**Conjunto de tarefas:**
1. Reproduza o texto sobre sharenting de "Para além dos" até "dos dados pessoais.", inclusive, substituindo "consumidores de vidro" por "consumidores transparentes".
2. De acordo com a pesquisa do Barclays citada no texto sobre sharenting, por qual fração dos casos de fraude por roubo de identidade o sharenting será responsável em 2030?

**Texto fornecido:**
•••

De início é preciso ter em mente que aquilo que postamos pode ter impacto na vida pessoal e profissional dos nossos filhos, futuros adultos. Nada na internet é 100% seguro e 100% privado, vide as notícias diárias de ataques de hackers, de vazamentos e violações de dados pessoais. Segundo pesquisa do Barclays, banco de investimentos, em 2030 o sharenting será responsável por 2/3 dos casos de fraude por roubo de identidade[4].

Para além dos perigos relacionados a crimes cibernéticos, existe toda uma dimensão social na qual criamos paulatinamente uma pegada digital que transforma a todos em “consumidores de vidro”, expressão criada por Susane Lace, 15 atrás, no livro “The glass consumer: life in a surveillance society”[5]. Mais recentemente, Shoshana Zuboff[6], autora e professora da escola de Administração de Harvard, vem se ocupando deste tema. Seu último livro “The Age of Surveillance Capitalism: The Fight for a Human Future at the New Frontier of Power” resume anos de pesquisa sobre uma nova ordem econômica que se baseia na exploração dos dados pessoais.

•••

**Informações fornecidas:**
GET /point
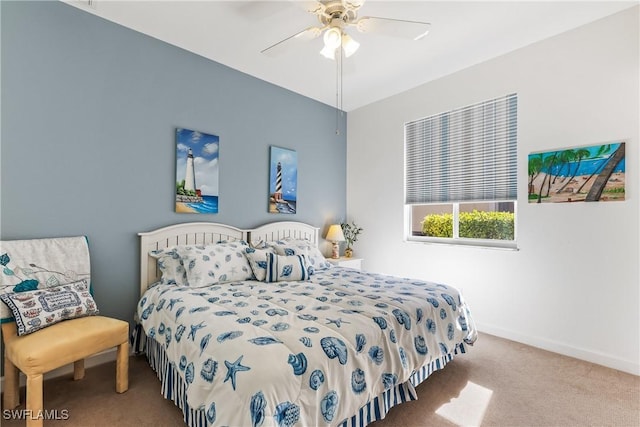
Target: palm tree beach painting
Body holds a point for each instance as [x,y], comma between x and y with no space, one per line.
[582,174]
[283,181]
[196,172]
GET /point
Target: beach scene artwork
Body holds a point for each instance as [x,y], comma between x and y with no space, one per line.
[283,181]
[581,174]
[196,172]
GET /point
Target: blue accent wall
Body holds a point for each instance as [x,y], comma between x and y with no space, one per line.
[88,117]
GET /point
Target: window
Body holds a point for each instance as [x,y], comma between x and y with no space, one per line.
[461,177]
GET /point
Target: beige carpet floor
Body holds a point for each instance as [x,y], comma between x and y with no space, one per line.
[497,383]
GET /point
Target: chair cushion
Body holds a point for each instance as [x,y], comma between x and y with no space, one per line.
[63,343]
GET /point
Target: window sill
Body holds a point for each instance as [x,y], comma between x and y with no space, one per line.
[470,243]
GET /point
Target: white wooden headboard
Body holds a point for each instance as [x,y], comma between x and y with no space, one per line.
[192,233]
[282,229]
[204,233]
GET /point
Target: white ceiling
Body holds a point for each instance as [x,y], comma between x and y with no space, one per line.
[463,33]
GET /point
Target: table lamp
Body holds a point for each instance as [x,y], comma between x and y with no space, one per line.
[335,235]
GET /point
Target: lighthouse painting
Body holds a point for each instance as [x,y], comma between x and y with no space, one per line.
[196,172]
[283,182]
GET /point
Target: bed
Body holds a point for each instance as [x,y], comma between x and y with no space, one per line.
[255,328]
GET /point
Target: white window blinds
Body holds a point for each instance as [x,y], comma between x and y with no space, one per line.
[468,154]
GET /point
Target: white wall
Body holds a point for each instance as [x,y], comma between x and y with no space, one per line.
[573,285]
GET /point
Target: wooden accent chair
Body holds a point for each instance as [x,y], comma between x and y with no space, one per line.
[55,346]
[50,318]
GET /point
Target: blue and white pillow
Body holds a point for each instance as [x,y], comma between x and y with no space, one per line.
[37,309]
[258,261]
[289,268]
[219,263]
[316,260]
[171,266]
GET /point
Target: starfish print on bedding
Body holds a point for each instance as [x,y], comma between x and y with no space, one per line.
[173,302]
[194,329]
[337,321]
[232,369]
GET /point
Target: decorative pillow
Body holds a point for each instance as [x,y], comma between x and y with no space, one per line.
[208,265]
[171,266]
[302,247]
[288,268]
[35,310]
[258,261]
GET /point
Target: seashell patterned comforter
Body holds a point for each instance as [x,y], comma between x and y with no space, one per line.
[302,353]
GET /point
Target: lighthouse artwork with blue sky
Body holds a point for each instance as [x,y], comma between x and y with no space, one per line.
[283,182]
[196,171]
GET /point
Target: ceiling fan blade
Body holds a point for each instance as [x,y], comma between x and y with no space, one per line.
[304,35]
[312,6]
[393,27]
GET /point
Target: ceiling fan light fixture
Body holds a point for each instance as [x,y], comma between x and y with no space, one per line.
[332,38]
[349,45]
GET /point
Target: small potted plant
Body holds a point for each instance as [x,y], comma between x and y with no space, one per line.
[351,232]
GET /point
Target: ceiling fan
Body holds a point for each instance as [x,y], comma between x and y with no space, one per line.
[338,16]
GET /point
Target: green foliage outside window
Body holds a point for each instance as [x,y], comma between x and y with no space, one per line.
[473,225]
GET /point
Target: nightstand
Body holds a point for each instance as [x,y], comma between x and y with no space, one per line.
[347,262]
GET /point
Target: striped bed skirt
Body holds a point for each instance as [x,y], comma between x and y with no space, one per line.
[174,388]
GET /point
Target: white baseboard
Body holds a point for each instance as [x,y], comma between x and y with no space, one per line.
[631,367]
[97,359]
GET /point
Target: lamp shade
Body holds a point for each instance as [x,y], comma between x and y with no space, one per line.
[335,234]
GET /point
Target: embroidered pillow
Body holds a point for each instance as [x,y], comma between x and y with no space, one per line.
[220,263]
[171,266]
[303,247]
[288,268]
[35,310]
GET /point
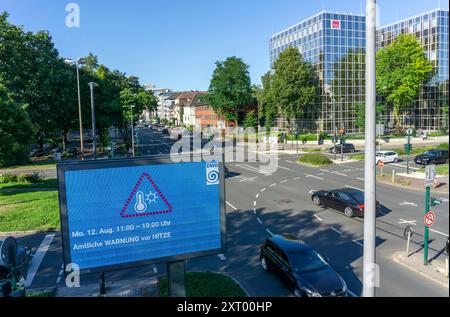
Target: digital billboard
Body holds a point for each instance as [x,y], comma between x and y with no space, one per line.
[122,213]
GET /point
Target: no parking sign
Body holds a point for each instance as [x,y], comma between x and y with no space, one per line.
[430,219]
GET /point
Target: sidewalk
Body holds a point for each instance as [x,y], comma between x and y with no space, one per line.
[435,271]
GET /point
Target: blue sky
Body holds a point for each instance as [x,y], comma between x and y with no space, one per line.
[175,43]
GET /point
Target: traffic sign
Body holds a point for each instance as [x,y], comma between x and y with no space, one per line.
[409,232]
[430,175]
[430,219]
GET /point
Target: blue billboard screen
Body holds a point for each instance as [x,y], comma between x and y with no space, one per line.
[119,215]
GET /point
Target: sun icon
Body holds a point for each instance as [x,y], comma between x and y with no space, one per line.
[151,198]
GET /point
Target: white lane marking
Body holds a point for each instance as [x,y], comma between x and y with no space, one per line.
[269,232]
[317,177]
[358,243]
[231,206]
[438,232]
[403,221]
[348,186]
[38,257]
[405,203]
[335,230]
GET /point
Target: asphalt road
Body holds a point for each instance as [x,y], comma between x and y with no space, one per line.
[260,204]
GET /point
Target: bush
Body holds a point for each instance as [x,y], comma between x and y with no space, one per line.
[8,178]
[315,159]
[31,178]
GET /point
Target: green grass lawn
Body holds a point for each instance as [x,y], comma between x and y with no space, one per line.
[24,207]
[42,164]
[206,285]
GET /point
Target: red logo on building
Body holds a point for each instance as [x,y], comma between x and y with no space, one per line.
[336,24]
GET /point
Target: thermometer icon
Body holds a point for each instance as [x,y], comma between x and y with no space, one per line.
[140,205]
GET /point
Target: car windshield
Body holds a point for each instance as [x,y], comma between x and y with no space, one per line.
[358,196]
[307,261]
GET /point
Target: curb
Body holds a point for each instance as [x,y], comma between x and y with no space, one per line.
[395,258]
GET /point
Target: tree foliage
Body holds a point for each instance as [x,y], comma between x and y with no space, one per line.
[230,89]
[401,69]
[294,84]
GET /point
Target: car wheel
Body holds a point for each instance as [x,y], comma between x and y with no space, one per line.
[316,201]
[348,212]
[264,264]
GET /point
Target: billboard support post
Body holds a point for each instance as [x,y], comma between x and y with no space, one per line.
[176,276]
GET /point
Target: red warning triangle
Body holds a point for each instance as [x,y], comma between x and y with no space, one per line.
[143,202]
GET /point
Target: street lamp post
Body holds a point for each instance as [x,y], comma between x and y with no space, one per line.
[94,129]
[370,271]
[78,62]
[132,131]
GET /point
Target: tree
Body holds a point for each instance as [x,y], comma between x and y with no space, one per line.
[16,131]
[401,69]
[251,120]
[294,85]
[230,88]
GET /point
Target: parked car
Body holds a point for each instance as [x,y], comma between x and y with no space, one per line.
[432,157]
[347,200]
[386,157]
[302,267]
[348,148]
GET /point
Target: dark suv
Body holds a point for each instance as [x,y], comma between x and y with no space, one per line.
[302,267]
[348,148]
[432,157]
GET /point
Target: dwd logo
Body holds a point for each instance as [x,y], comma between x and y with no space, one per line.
[212,173]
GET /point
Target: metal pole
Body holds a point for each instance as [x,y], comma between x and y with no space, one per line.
[335,130]
[79,112]
[94,132]
[132,131]
[427,230]
[370,269]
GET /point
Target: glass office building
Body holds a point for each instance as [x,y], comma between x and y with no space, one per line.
[335,45]
[431,29]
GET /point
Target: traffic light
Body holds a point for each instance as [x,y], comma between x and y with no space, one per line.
[435,202]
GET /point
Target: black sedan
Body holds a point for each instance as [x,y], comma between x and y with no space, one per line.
[301,267]
[432,157]
[347,200]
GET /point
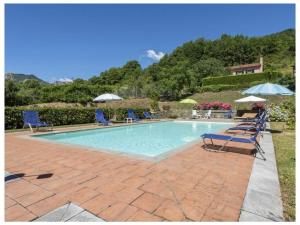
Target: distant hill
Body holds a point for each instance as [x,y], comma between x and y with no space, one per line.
[18,77]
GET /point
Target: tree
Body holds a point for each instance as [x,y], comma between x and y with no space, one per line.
[11,90]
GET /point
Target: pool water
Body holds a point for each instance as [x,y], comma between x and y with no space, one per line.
[150,140]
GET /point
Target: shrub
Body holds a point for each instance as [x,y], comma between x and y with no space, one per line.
[64,116]
[284,112]
[214,105]
[244,79]
[258,106]
[218,88]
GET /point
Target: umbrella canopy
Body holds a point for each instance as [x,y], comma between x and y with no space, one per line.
[188,101]
[107,97]
[268,89]
[250,99]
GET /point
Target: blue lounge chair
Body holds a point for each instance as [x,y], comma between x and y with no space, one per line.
[133,116]
[31,119]
[228,138]
[100,117]
[147,115]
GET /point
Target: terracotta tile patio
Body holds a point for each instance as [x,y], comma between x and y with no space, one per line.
[191,185]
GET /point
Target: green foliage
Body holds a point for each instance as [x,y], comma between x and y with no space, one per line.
[11,90]
[288,81]
[284,112]
[64,116]
[218,88]
[190,67]
[241,79]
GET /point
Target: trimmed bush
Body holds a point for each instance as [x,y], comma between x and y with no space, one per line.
[218,88]
[245,79]
[64,116]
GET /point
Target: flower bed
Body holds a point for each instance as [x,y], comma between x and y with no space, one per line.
[214,106]
[65,116]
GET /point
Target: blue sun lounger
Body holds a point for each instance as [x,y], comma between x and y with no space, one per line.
[228,138]
[133,116]
[31,119]
[100,117]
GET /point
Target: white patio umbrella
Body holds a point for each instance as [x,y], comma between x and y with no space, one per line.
[107,97]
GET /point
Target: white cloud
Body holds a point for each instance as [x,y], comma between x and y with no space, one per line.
[156,56]
[65,80]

•••

**Respostas por tarefa:**
1.
Para além dos perigos relacionados a crimes cibernéticos, existe toda uma dimensão social na qual criamos paulatinamente uma pegada digital que transforma a todos em “consumidores transparentes”, expressão criada por Susane Lace, 15 atrás, no livro “The glass consumer: life in a surveillance society”[5]. Mais recentemente, Shoshana Zuboff[6], autora e professora da escola de Administração de Harvard, vem se ocupando deste tema. Seu último livro “The Age of Surveillance Capitalism: The Fight for a Human Future at the New Frontier of Power” resume anos de pesquisa sobre uma nova ordem econômica que se baseia na exploração dos dados pessoais.

2. Por 2/3 (dois terços) dos casos.